═══ INFORMATION SHOWN ═══

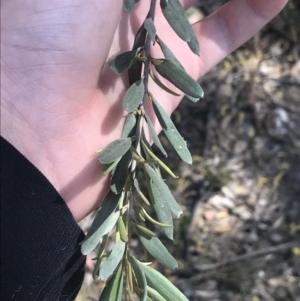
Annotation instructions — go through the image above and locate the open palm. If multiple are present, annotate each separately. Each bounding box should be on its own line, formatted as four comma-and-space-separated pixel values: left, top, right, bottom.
1, 0, 287, 220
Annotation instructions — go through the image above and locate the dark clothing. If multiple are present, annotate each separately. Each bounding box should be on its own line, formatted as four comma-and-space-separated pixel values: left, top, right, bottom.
0, 137, 85, 301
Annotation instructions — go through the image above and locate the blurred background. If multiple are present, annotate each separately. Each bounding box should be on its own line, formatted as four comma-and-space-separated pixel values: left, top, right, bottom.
76, 0, 300, 301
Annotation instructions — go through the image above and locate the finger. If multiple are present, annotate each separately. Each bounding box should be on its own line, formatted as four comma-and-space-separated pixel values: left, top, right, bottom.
192, 0, 287, 78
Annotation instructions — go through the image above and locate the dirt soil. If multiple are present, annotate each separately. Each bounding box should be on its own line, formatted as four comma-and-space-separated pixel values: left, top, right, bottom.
76, 0, 300, 301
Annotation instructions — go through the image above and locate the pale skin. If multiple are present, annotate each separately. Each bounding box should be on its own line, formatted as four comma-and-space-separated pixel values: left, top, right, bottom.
1, 0, 287, 221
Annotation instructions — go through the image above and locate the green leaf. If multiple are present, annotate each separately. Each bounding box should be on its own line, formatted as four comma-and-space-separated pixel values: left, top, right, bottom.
102, 158, 121, 175
146, 115, 168, 157
122, 113, 136, 138
137, 230, 178, 270
108, 47, 142, 74
143, 164, 182, 218
152, 98, 193, 164
169, 0, 200, 55
160, 0, 191, 42
81, 192, 122, 255
150, 70, 180, 96
110, 150, 132, 194
99, 264, 123, 301
150, 180, 174, 240
98, 138, 131, 164
128, 25, 147, 85
123, 0, 140, 13
130, 256, 148, 301
156, 36, 185, 70
141, 264, 189, 301
147, 286, 166, 301
123, 78, 145, 112
154, 60, 204, 98
144, 18, 156, 42
185, 94, 200, 102
187, 32, 200, 55
99, 240, 126, 280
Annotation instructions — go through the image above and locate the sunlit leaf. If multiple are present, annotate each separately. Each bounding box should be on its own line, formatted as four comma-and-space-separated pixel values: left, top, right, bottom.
102, 158, 121, 175
122, 113, 136, 138
99, 240, 126, 280
154, 60, 204, 98
152, 98, 193, 164
81, 192, 122, 255
144, 18, 156, 41
138, 231, 178, 270
99, 264, 123, 301
108, 47, 142, 74
110, 151, 131, 194
187, 33, 200, 55
98, 138, 131, 164
123, 0, 140, 13
128, 25, 147, 85
123, 78, 145, 112
141, 264, 189, 301
150, 70, 180, 96
150, 180, 174, 240
146, 116, 168, 157
130, 256, 148, 301
160, 0, 191, 42
147, 286, 166, 301
156, 36, 184, 69
143, 164, 182, 217
142, 140, 178, 179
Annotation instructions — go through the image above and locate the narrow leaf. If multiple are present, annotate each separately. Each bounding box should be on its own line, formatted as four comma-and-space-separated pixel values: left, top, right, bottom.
123, 0, 140, 13
102, 158, 121, 175
150, 70, 180, 96
138, 231, 178, 270
154, 60, 204, 98
150, 179, 174, 240
133, 179, 150, 206
123, 78, 145, 112
122, 113, 136, 138
142, 140, 178, 179
99, 264, 123, 301
146, 115, 168, 157
128, 25, 147, 85
156, 36, 185, 70
141, 264, 189, 301
98, 138, 131, 164
108, 47, 142, 74
110, 151, 131, 194
143, 164, 182, 218
144, 18, 156, 42
187, 32, 200, 55
152, 98, 193, 164
169, 0, 200, 55
81, 192, 120, 255
99, 240, 126, 280
130, 256, 148, 301
160, 0, 191, 42
147, 286, 166, 301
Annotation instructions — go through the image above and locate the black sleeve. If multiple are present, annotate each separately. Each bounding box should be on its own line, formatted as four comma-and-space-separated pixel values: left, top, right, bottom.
0, 137, 85, 301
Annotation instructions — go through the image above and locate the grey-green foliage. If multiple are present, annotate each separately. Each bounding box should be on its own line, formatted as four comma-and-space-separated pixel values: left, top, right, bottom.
138, 231, 178, 270
81, 0, 203, 301
123, 78, 145, 112
155, 60, 204, 99
99, 264, 123, 301
140, 264, 188, 301
99, 240, 126, 280
98, 138, 131, 164
152, 98, 193, 164
81, 192, 120, 255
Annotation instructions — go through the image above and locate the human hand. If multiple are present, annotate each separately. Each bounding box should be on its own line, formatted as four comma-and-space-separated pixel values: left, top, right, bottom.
1, 0, 287, 221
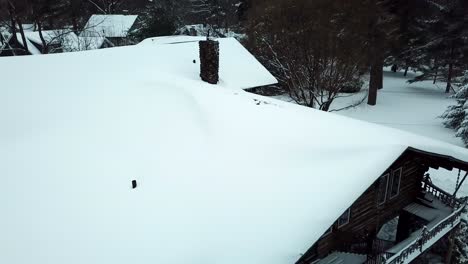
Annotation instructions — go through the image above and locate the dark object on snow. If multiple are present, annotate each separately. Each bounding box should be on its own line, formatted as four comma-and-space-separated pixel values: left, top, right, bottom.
199, 39, 219, 84
340, 78, 364, 93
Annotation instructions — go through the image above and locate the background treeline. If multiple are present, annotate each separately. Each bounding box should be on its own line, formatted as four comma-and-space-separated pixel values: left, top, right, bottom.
0, 0, 468, 111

═══

> PROBLEM TO WORK ON
Reproduce the data from the line containing "locate the finger." through the line containing "192, 0, 287, 78", swapping "finger" for "thumb" and leaving everything else unchanged.

> OUTPUT FOR THIS TASK
Annotation instructions — go through the image above and locate the thumb. If multiple are present, annotate each separately. Each bounding box should be on its own line, formatted as four comma-and-space-separated pixel values: left, top, right, bottom.
192, 0, 287, 78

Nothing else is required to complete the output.